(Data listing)
----

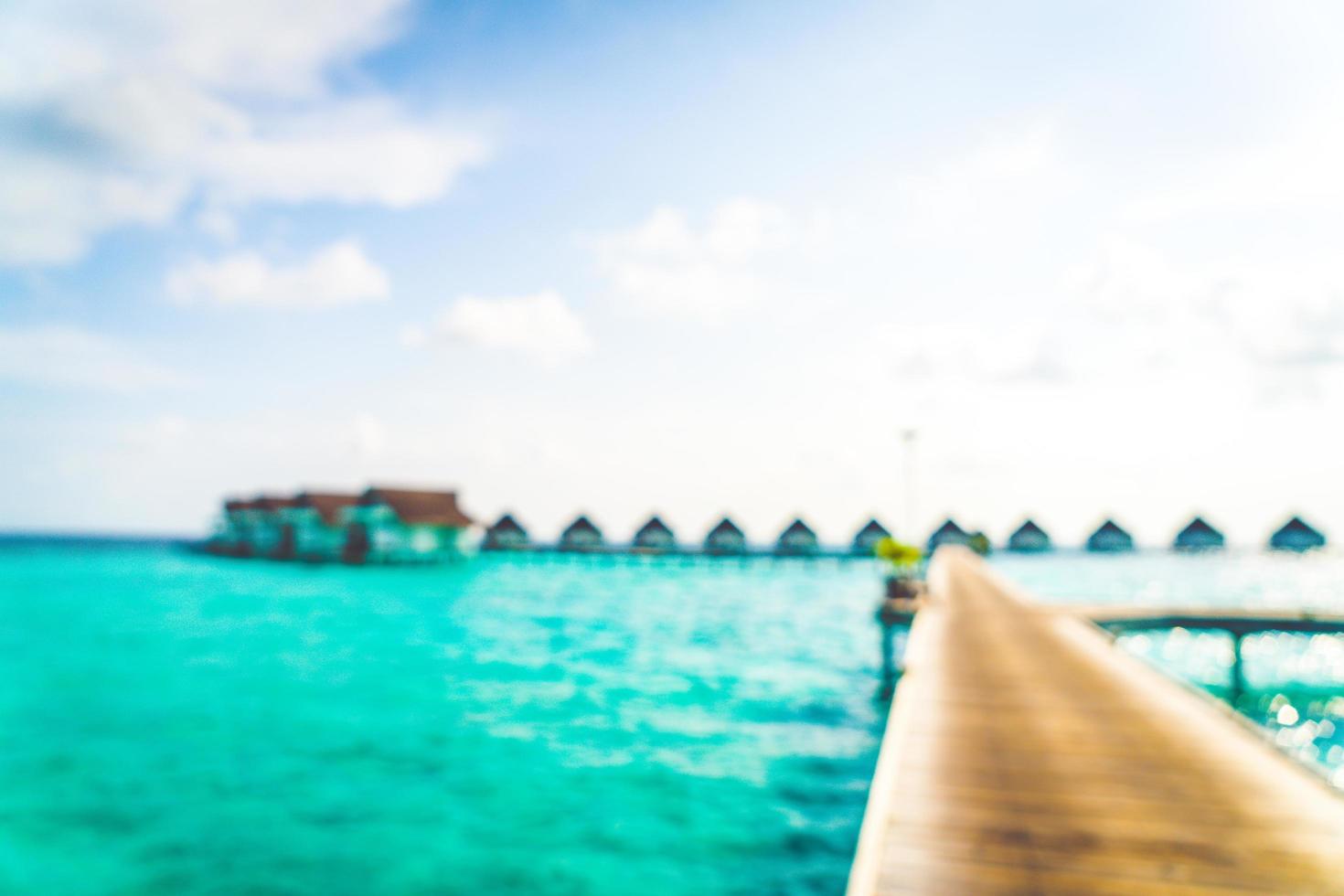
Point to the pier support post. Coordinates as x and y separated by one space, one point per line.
1238 677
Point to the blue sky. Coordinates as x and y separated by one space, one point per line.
691 258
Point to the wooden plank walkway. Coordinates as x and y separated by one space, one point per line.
1024 753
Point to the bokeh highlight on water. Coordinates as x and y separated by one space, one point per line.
182 724
1295 681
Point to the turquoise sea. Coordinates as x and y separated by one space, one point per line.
182 724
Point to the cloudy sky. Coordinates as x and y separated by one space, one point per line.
686 258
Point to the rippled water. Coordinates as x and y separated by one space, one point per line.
180 724
1295 681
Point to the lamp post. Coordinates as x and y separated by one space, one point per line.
909 438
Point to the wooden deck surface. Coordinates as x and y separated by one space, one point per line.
1026 753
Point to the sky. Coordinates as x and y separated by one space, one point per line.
689 258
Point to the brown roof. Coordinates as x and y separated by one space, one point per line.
326 504
422 508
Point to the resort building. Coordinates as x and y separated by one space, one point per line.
315 526
268 528
233 532
1199 536
1029 539
506 535
797 540
655 538
1110 539
726 539
581 535
403 526
866 540
948 534
1296 535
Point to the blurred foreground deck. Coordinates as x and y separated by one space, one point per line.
1024 753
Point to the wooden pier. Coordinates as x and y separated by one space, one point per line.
1024 753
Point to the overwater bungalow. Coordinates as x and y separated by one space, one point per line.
406 526
655 538
268 529
581 536
506 535
233 531
1029 538
315 526
866 540
1199 536
1296 535
726 539
948 534
797 540
1110 539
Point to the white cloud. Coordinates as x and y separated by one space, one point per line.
71 357
123 116
540 325
668 266
336 275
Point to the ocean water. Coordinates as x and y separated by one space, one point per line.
182 724
1295 683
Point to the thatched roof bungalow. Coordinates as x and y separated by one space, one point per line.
1029 538
269 536
233 531
1296 535
1110 539
726 539
1199 536
506 535
314 527
866 540
797 540
581 536
655 536
948 534
406 526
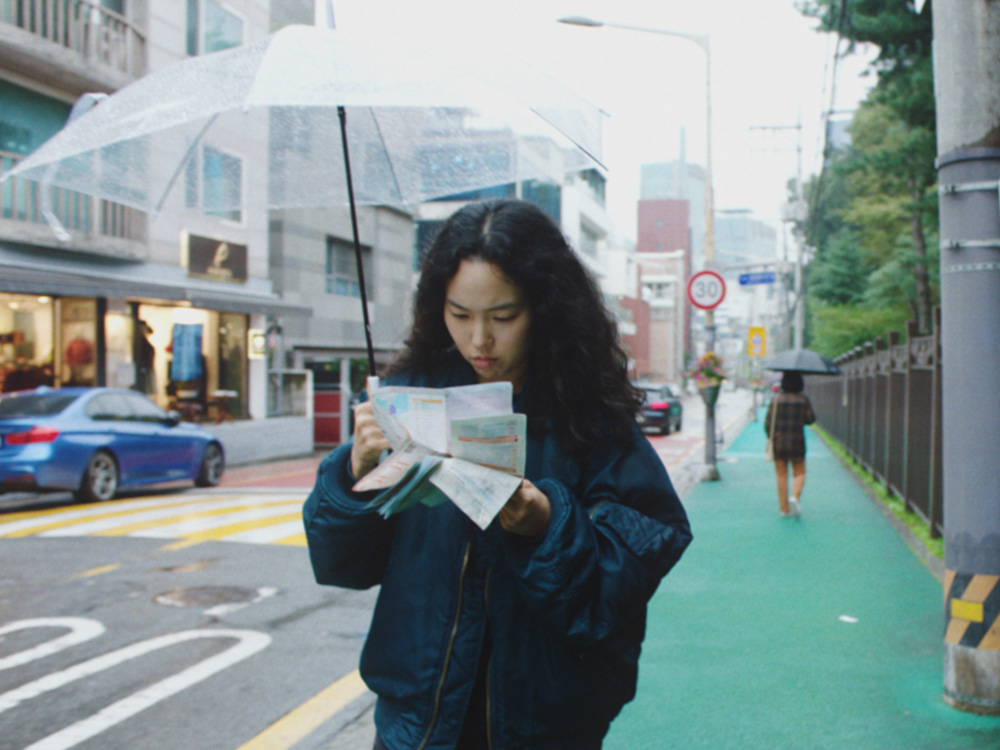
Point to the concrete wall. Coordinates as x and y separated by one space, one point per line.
255 440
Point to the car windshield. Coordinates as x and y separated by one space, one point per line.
34 405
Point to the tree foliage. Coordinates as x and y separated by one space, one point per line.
873 216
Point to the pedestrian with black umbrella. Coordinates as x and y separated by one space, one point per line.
787 415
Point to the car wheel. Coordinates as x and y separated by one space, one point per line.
100 479
212 464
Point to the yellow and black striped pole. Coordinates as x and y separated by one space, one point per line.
966 66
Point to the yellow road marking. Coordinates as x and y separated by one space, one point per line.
296 725
190 515
235 528
182 544
98 571
87 518
295 540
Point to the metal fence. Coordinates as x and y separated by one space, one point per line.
885 410
22 200
97 33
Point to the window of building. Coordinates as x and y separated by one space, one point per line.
212 26
588 242
342 271
213 183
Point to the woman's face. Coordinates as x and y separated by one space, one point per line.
490 322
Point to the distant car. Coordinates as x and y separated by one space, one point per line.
662 409
95 441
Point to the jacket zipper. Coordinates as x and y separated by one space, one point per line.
451 646
489 664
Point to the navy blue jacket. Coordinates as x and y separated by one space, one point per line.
566 612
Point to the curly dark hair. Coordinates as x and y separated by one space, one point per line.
578 372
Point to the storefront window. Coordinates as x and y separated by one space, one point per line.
26 335
78 361
118 345
232 364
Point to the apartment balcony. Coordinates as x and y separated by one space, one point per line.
73 45
93 225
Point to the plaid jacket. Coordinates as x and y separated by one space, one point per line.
794 412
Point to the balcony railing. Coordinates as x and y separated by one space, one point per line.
21 200
98 34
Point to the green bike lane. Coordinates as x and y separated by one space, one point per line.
772 633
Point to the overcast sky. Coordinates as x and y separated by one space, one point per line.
769 68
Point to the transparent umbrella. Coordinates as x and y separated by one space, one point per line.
419 120
804 361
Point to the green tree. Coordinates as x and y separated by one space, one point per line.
881 193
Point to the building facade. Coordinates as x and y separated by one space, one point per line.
94 293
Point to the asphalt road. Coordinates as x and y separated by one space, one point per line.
189 618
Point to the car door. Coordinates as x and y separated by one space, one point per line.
171 448
129 441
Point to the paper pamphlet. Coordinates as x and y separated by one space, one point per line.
464 443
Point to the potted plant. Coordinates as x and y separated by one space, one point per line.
708 375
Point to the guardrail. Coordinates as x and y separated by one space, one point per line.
21 200
885 410
97 33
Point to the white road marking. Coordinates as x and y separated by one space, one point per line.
250 642
81 630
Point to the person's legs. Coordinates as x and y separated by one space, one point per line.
798 477
781 470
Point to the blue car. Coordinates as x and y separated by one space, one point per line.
95 441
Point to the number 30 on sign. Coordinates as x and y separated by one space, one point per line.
706 290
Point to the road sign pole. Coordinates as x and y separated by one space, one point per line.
706 290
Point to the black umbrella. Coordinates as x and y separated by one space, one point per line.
804 361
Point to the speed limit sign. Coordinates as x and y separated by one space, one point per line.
706 290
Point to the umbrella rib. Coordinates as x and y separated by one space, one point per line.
385 148
182 163
342 114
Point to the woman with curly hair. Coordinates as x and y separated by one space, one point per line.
527 634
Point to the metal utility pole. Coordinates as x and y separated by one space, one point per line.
966 71
711 471
795 211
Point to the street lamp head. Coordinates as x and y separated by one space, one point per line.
580 21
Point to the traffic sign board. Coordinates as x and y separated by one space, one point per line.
706 290
757 341
760 277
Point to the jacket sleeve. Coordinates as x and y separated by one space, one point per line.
348 542
603 554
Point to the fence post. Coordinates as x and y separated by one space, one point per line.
936 515
912 332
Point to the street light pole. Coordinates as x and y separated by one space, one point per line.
711 471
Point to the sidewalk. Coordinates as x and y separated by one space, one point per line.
773 633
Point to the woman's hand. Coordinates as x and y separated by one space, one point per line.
527 512
369 441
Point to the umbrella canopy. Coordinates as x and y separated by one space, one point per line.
277 124
804 361
424 120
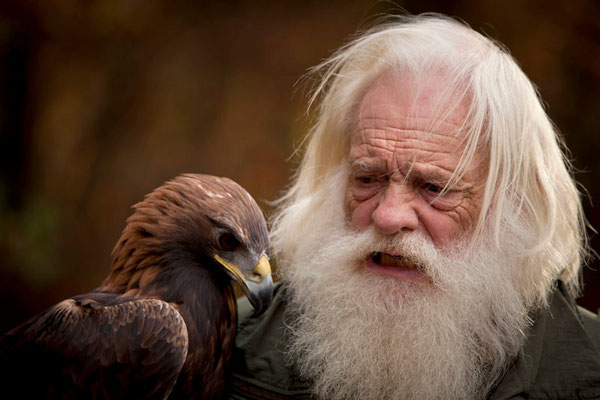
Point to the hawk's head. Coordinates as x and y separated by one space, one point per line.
202 221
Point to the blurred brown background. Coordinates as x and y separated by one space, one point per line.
104 100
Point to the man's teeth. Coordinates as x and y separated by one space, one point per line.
389 260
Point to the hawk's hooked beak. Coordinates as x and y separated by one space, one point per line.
257 284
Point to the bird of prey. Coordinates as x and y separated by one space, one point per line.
162 324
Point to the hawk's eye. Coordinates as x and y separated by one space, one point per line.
228 242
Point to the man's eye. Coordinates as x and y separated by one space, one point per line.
365 179
431 188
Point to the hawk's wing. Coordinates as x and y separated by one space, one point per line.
94 346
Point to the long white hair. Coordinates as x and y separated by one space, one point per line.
529 195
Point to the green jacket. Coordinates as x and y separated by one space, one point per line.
560 360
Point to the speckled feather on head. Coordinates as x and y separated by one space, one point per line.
162 324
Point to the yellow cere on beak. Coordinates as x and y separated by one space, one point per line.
261 271
257 285
257 274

----

Format every item above as a two-column CSV with the header columns instruction and points, one row for each item, placing the item's text and its answer in separate quoted fields with any line breaks replaced by spaces. Omit the pictures.

**THE COMPLETED TASK:**
instruction,points
"Point to the pier support post. Coordinates as x and y separated by one space, one point per line.","1238 677"
"Point to the blue sky. Coordinates as x and y separated by one space, one point per line.","691 258"
"Point to the wooden plank walkway. Coordinates as x and y separated by one space, one point per line.","1024 753"
"Point to the bokeh highlight on water. Coordinates as x and y separated by one space, one point per line.","182 724 1295 681"
"Point to the turquoise sea. Coordinates as x and y separated by one space, one point per line.","182 724"
"Point to the cloudy sky. Coordinates as x and y separated by one space, one point per line.","686 258"
"Point to the rippled water. Coordinates as x and y separated by one space, one point per line.","180 724 1295 681"
"Point to the lamp post. Coordinates as x and y separated by one space, one point per line.","909 438"
"Point to the wooden deck surface. Coordinates as x and y separated by one space, one point per line.","1026 753"
"Point to the sky. Coordinates as x and y separated by one space, one point per line.","689 258"
"Point to the brown roof. Coordinates as x and y separated by one space, one point per line.","326 504 422 508"
"Point to the resort building. Coordinates as x and y separated by one space, one point per line.","315 526 268 528 233 532 1199 536 1029 539 506 535 797 540 655 538 1110 539 726 539 581 535 403 526 866 540 948 534 1296 535"
"Point to the blurred foreground deck. Coordinates as x and y separated by one space, one point per line.","1024 753"
"Point to the wooden pier. Coordinates as x and y separated by one space, one point per line.","1024 753"
"Point to the overwater bungalow. Coordinates as x and y separated by one space, one point per line.","406 526 655 538 268 529 581 536 506 535 233 531 1029 538 315 526 866 540 1199 536 1296 535 726 539 948 534 797 540 1110 539"
"Point to the white cloud. Coordinates as x and y separated by one space, one point per line.","71 357 123 116 540 325 668 266 336 275"
"Point to the ocean water. Coordinates as x and y separated by one space, one point per line.","182 724 1295 683"
"Point to the thatched roof bungalow. Coordinates as x and y separated by one space, one point per line.","1029 538 269 536 233 531 1296 535 1110 539 726 539 1199 536 506 535 314 527 866 540 797 540 581 536 655 536 948 534 406 526"
"Point to the concrete wall. Coordinates as x and y separated by one space, one point per line.","255 440"
"Point to the car windshield. Coordinates as x and y separated by one space, one point per line.","34 405"
"Point to the tree foliage. Coordinates as x and y separated by one space, one point per line.","873 216"
"Point to the pedestrian with black umbrella. Coordinates as x and y separated by one space, one point per line.","787 415"
"Point to the car wheel. Coordinates as x and y separated by one space, one point per line.","100 479 212 464"
"Point to the yellow and black striped pole. Coordinates as x and y separated by one space, one point per line.","966 66"
"Point to the yellow road marking. Coordinates as x and y separated by one space, one point per line.","296 725 190 515 235 528 182 544 98 571 87 518 295 540"
"Point to the metal fence. Coordinates as x and y separated by one space, one point per line.","885 410 22 200 97 33"
"Point to the window of building. Coordinates as x and y separated by one space, one point per line.","212 26 588 242 342 271 213 183"
"Point to the woman's face. Coordinates as x and y separated by one space, one point per line.","490 322"
"Point to the distant car. Coordinates as x and y separated by one space, one point per line.","662 409 95 441"
"Point to the jacket zipper. Coordinates as x and y separated by one space, one point per line.","451 646 489 664"
"Point to the navy blue jacket. Coordinates as x and y separated by one space, one point per line.","566 612"
"Point to the curly dark hair. Coordinates as x and y separated by one space, one point per line.","578 372"
"Point to the storefront window. Coordinates as x and y separated by one space, one point per line.","26 335 78 361 118 345 232 364"
"Point to the apartment balcony. Coordinates as x and y separated by one space, one point per line.","73 45 93 225"
"Point to the plaid jacket. Coordinates as x and y separated by one space, one point per line.","794 412"
"Point to the balcony railing. Coordinates as x and y separated by one space, one point per line.","21 200 98 34"
"Point to the green bike lane. Coordinates as x and y separated by one space, one point per line.","772 633"
"Point to the overcast sky. Coordinates as x and y separated by one space, one point per line.","769 68"
"Point to the transparent umbrella. Coordinates as x and y separated by one space, one point per line.","419 120 804 361"
"Point to the green tree. Coordinates as x and y separated by one space, one point per line.","881 193"
"Point to the building facade. Coordinates as x and y separated by one space, one point per line.","94 293"
"Point to the asphalt road. Coordinates as x and y separated by one space, one point per line.","189 618"
"Point to the car door. Coordinates as x and y separated by one space, one point per line.","171 448 129 441"
"Point to the paper pamphlet. Coordinates as x and y separated by one space, one point per line.","464 443"
"Point to the potted plant. Coordinates as x and y separated by one space, one point per line.","708 375"
"Point to the guardrail. Coordinates as x and y separated by one space, one point per line.","21 200 885 410 97 33"
"Point to the white road marking. Coordinates as x and y separated by one space, one point per line.","250 642 81 630"
"Point to the person's legs. Coordinates as x and y separated by one space, one point per line.","798 477 781 470"
"Point to the blue car. Coordinates as x and y separated by one space, one point per line.","95 441"
"Point to the number 30 on sign. Coordinates as x and y separated by one space, one point per line.","706 290"
"Point to the road sign pole. Coordinates as x and y separated by one space, one point per line.","706 290"
"Point to the black umbrella. Coordinates as x and y separated by one space, one point per line.","804 361"
"Point to the speed limit sign. Coordinates as x and y separated by one space, one point per line.","706 290"
"Point to the umbrella rib. Coordinates as x and y separated by one space, one point per line.","385 148 182 163 342 114"
"Point to the woman with curly hair. Coordinates as x and y separated by one space, one point per line.","527 634"
"Point to the metal utility pole. Coordinates as x and y separated by one space, one point per line.","966 71 711 471 795 211"
"Point to the street lamp head. Coordinates as x and y separated by one space, one point per line.","580 21"
"Point to the traffic sign board. Coordinates as x and y separated by one space, one point per line.","706 290 757 341 760 277"
"Point to the jacket sleeve. Coordinates as x and y separated by one space, one point per line.","348 542 603 554"
"Point to the fence post. Coordinates as x and y separated by one space, one point per line.","936 515 912 332"
"Point to the street light pole. Coordinates as x and y separated by one space, one point per line.","711 471"
"Point to the sidewalk. Coordinates as x and y separated by one space, one point per line.","773 633"
"Point to the woman's hand. Coordinates as x and y separated by one space, one point per line.","527 512 369 441"
"Point to the umbrella canopy. Coordinates as x and y separated by one space, one point per line.","277 124 804 361 424 120"
"Point to the hawk's head. Coordinates as x and y separated by one space, one point per line.","202 221"
"Point to the blurred brown background. Coordinates as x and y separated by one space, one point per line.","104 100"
"Point to the man's teeth. Coordinates as x and y separated by one space, one point per line.","389 260"
"Point to the hawk's hooked beak. Coordinates as x and y separated by one space, one point per line.","257 284"
"Point to the bird of prey. Coordinates as x and y separated by one space, one point per line.","162 324"
"Point to the hawk's eye. Coordinates as x and y separated by one space, one point per line.","228 242"
"Point to the man's eye. Coordinates as x and y separated by one space, one point per line.","365 179 431 188"
"Point to the hawk's wing. Coordinates as x and y separated by one space, one point per line.","94 346"
"Point to the long white hair. Coordinates as x and y separated by one space, one point per line.","529 195"
"Point to the green jacket. Coordinates as x and y separated by one space, one point per line.","560 360"
"Point to the speckled feather on head. Coordinates as x and y separated by one space, one point per line.","162 324"
"Point to the yellow cere on beak. Coordinates as x and y separated by one space, one point per line.","261 271 257 285 257 274"